■ **Extracted text**:
Search

Top 60 Oracle Blogs

Recent comments

February 2011

Quis custodiet ipsos custodies-Nagios monitoring for Grid Control

I have a strange problem with my Grid Control 11.10.1.2 Management Server in a Solaris 10 zone. When restarted, the OMS will serve requests fine for about 2 to 4 hours and then “hang”. Checking the Admin Server console I can see that there are stuck threads. The same information is also recorded in the logs.

NB: the really confusing part about Grid Control 11.1 is the use of Weblogic-you thought you knew where the Grid Control logs where? Forget about what you knew about 10.2 and enter a different dimension :)

So to be able to react quicker to a hang of the OMS (or EMGC_OMS1 to be more precise) I set up nagios to periodically poll the login page.

I’m using a VM with OEL 5.5 64bit to deploy nagios to, the requirements are very moderate. The install process is well documented in the quickstart guide-I’m using Fedora as a basis. OEL 5.5 doesn’t have nagios 3 RPMs available, so I decided to use the source downloaded from nagios.org. The tarballs you need are nagios-3.2.3.tar.gz and nagios-plugins-1.4.15.tar.gz at the time of this writing.If you haven’t got a development environment, build it:

  • # yum install httpd
  • # yum install php
  • # yum install gcc glibc glibc-common
  • # yum install gd gd-devel
  • # yum install openssl-devel

From then on it’s as simple as copy-pasting from the quickstart guide. The only problem I had with the check_http plugin was the lack of openssl-devel. I initially built the plugins without “–with-openssl=/usr/include/openssl” flag. After executing the configure command again the build didn’t work for check_http (undefined symbol foo), but that could be fixed with a “make clean; make”. I just realised that my wordpress theme seems to combine two dashes into 1 – there is nothing I can do about that, sorry (frustrating in the case of the configure command etc)

For the remainder of this article I assume you built nagios with these arguments to configure:

./configure –with-command-group=nagcmd

The plugins have been built with these options:

./configure –with-openssl=/usr/include/openssl –with-nagios-user=nagios –with-nagios-group=nagios

This will install nagios to /usr/local/nagios which is fine by me-you’d obviously choose a different prefix when configuring for a production nagios server . Start the nagios server as per the quickstart guide using “service nagios start”.

With nagios up and running you can connect to the dashboard: http://nagios.example.com/nagios

You authenticate yourself using the nagiosadmin account and the password you supplied earlier to the htpasswd command.

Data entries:

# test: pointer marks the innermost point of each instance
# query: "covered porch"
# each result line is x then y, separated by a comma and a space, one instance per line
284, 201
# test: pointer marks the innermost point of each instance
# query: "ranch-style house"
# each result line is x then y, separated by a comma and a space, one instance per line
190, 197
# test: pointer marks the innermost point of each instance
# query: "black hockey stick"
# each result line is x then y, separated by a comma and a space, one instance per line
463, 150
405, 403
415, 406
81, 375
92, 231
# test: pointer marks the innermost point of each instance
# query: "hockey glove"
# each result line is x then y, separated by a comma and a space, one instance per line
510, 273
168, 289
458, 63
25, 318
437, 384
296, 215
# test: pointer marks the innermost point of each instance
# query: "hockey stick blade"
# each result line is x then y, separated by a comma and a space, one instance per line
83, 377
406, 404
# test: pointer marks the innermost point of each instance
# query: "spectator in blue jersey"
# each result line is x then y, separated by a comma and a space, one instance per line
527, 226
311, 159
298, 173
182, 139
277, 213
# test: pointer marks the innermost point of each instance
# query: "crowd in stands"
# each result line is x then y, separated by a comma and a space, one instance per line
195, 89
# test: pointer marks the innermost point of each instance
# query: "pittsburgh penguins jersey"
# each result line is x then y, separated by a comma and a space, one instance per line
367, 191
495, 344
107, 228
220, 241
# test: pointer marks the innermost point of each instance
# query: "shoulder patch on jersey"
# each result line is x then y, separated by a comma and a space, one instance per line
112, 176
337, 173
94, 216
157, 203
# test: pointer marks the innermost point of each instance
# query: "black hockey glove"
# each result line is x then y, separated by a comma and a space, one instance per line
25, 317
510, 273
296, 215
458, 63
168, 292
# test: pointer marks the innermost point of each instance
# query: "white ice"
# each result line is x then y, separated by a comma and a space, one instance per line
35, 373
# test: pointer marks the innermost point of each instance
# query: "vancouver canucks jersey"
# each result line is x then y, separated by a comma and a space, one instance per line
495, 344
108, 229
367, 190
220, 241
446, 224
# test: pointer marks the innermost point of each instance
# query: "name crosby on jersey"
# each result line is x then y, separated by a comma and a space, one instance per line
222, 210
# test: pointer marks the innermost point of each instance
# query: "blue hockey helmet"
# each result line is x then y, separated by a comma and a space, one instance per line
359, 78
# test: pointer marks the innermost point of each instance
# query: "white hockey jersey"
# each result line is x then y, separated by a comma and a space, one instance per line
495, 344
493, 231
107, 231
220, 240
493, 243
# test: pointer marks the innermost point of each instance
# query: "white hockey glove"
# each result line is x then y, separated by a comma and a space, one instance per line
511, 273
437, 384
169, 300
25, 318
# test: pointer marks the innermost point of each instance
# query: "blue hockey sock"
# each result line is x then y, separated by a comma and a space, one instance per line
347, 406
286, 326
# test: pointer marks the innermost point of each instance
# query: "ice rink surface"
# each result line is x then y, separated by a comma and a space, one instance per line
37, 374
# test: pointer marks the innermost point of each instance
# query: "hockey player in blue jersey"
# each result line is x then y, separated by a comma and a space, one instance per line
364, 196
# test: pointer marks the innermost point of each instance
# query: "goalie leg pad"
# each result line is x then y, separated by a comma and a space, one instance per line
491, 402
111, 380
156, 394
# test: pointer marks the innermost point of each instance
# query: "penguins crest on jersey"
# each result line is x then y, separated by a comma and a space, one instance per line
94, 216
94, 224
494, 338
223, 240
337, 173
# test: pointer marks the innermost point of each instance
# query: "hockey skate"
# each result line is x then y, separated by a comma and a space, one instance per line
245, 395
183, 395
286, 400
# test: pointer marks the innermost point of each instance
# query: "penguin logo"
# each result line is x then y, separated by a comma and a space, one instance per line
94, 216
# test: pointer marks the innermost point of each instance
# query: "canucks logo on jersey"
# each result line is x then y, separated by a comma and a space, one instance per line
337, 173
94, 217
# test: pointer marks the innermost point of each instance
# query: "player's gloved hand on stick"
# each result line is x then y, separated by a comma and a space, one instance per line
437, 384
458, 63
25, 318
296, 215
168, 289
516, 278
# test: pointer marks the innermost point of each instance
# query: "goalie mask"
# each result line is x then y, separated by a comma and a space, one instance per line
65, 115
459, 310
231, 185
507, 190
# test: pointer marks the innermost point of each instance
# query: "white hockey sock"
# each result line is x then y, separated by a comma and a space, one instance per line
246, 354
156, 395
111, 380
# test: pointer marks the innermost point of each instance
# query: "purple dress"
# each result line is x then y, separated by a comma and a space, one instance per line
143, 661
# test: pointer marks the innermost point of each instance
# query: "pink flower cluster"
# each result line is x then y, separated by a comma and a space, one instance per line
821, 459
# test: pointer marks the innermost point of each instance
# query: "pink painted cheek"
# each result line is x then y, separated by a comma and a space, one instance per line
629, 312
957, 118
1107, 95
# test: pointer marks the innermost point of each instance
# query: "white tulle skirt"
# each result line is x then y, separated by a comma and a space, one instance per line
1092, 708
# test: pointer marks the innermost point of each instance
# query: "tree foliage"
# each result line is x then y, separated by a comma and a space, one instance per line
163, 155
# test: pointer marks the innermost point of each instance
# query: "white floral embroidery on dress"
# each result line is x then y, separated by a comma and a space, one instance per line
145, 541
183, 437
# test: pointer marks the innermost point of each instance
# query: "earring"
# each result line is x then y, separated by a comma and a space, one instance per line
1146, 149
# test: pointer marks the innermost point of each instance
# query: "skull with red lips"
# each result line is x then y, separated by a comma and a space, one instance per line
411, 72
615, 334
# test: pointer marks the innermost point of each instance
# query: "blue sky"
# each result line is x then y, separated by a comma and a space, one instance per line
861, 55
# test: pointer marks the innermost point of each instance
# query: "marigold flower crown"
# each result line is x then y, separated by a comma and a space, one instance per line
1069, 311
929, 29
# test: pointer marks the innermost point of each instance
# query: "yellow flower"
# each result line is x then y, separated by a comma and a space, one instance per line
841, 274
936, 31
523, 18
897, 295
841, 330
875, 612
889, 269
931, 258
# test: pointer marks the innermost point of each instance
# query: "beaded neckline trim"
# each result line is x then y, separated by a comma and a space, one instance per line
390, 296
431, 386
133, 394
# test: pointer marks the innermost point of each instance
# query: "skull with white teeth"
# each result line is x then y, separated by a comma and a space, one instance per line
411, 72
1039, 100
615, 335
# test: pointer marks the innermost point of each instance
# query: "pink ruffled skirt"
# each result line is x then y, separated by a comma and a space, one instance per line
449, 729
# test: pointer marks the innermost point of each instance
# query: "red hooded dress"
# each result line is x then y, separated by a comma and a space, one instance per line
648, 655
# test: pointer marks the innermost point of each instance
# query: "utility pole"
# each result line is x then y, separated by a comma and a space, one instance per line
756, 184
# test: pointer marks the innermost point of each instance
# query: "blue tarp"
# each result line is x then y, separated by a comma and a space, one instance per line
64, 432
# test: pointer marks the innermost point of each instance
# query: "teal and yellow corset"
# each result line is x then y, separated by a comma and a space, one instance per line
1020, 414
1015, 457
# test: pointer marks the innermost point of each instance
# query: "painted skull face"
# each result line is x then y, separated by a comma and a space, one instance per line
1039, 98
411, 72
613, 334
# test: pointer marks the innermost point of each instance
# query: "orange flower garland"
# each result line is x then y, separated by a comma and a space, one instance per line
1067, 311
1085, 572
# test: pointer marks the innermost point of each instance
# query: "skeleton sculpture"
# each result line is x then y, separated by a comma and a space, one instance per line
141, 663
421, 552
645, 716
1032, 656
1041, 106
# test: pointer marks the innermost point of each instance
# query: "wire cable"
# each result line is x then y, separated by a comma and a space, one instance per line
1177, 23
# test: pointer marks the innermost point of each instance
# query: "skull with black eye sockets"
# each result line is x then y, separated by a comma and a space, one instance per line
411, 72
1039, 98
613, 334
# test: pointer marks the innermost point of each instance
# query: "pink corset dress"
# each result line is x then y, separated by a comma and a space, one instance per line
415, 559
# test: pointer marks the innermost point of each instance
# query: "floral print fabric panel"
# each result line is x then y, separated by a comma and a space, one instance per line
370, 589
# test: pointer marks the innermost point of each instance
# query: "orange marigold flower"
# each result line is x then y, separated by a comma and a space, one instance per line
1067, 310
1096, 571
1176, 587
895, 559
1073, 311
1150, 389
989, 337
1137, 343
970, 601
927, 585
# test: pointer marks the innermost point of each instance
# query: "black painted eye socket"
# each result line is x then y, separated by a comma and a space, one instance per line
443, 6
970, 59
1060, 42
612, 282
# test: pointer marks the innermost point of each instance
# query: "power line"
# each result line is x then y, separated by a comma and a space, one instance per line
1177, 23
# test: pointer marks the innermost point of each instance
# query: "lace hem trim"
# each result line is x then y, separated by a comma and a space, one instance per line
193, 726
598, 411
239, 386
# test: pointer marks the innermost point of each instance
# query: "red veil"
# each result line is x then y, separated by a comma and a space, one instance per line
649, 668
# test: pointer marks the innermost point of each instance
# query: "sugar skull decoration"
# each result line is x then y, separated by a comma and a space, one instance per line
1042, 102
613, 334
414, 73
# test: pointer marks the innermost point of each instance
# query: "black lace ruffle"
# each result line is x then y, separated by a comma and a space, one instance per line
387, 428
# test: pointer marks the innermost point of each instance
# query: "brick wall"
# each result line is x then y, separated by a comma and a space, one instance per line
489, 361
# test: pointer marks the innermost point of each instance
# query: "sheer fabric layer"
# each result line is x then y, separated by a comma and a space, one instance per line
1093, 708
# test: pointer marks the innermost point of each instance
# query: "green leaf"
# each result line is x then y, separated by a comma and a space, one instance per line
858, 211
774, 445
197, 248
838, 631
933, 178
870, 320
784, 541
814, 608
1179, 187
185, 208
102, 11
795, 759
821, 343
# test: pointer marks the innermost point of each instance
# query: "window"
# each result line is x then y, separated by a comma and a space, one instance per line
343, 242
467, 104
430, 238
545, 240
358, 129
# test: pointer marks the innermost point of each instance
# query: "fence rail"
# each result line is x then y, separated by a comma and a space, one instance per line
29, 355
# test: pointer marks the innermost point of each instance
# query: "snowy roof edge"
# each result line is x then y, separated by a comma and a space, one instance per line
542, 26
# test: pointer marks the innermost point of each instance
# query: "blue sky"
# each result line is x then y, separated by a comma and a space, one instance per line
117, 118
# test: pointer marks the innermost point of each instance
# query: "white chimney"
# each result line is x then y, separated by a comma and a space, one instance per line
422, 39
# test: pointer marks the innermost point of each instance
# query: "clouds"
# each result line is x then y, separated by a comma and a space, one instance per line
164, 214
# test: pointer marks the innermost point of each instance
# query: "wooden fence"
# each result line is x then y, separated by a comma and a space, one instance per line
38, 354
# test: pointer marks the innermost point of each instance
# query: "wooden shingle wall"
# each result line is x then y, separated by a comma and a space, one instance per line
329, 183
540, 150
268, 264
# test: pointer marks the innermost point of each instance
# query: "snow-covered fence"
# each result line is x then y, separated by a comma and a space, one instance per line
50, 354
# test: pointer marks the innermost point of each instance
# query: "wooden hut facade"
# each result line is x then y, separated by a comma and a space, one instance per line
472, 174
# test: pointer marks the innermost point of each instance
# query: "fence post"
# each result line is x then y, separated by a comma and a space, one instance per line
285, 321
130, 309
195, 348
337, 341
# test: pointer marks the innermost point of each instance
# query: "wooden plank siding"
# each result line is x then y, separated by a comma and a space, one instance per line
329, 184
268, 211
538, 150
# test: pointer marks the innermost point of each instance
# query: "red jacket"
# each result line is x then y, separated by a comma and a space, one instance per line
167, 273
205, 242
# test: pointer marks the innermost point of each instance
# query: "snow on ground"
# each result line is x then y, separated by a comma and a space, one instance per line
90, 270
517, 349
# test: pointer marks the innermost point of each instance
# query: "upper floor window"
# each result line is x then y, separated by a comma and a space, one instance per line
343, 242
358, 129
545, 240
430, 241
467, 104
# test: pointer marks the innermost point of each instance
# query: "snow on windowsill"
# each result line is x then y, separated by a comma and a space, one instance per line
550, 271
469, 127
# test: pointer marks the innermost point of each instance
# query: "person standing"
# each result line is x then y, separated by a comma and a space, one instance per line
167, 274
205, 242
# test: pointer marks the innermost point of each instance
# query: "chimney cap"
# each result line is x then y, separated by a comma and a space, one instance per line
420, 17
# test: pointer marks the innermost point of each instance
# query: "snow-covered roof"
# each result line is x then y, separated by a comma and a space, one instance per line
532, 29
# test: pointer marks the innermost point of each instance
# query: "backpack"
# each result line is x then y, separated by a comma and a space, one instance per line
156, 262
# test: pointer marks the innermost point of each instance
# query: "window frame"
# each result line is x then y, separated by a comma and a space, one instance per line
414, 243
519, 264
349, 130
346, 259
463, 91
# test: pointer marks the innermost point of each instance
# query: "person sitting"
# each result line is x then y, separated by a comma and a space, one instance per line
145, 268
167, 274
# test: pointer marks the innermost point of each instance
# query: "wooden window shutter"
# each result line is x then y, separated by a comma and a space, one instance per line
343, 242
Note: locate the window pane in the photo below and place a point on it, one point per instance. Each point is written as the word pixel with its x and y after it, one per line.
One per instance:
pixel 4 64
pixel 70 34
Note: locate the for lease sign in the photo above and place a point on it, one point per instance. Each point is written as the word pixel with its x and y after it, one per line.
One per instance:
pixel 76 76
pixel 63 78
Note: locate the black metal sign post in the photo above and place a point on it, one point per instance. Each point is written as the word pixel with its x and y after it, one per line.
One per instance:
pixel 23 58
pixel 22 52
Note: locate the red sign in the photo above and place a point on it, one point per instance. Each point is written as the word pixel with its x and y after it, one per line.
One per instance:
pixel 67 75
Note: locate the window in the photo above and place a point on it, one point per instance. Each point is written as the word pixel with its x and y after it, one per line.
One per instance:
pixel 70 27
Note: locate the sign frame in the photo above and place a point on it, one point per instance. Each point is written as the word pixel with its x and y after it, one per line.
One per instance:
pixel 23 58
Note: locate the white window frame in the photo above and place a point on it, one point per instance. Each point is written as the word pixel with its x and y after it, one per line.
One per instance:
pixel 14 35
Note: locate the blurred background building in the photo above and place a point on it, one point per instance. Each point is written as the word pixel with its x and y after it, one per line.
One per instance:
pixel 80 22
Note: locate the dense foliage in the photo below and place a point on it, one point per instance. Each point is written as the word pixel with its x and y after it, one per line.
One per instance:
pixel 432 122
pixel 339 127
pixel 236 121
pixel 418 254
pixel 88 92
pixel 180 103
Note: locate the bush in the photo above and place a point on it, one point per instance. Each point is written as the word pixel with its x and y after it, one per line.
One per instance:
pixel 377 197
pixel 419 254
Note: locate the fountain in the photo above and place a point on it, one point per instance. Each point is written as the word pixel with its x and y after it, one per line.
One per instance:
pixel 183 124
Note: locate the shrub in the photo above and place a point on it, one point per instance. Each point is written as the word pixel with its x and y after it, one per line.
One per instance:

■ **Exercise goal**: Continue the article on Nagios monitoring for Grid Control, picking up right after its last sentence.

■ **Task answer**:
Great! Your nagios environment is up and running. Next you need to add the OMS to the configuration. First of all I opted to change the example configuration-three steps are to be performed:

  • Modify the contacts
  • Create a check_oms command
  • Add the OMS to the list of monitored targets

Again, I should note that this setup is for monitoring 2 OMS hosts only, nothing else. I’m saying this because the way I add the targets is not the most elegant one. If you intend to add more targets to the nagios setup you should opt for a better approach which is commented out in the nagios.cfg file.

Modifying contact information

I would like to be informed in case something goes wrong. Nagios offers a wealth of notification methods, I’m limiting myself to email.

The file you’d like to modify with your favourite text editor is /usr/local/nagios/etc/objects/contacts.cfg

The most basic (but sufficient) way is to edite the nagiosadmin contact. Simply change the email address to your email address and save the file. NB: you may have to configure your local MTA and add a mail relay-ask your friendly sys admin how to do so.

Create the check_oms command

Before we can define it as a target in nagios, we need to tell nagios how to monitor the OMS. Nagios comes with a basic set of plugins, amongst which the check_http seems the most suitable. It needs to be compiled with the openssl-devel package (see above) since the OMS logon requires the https protocol.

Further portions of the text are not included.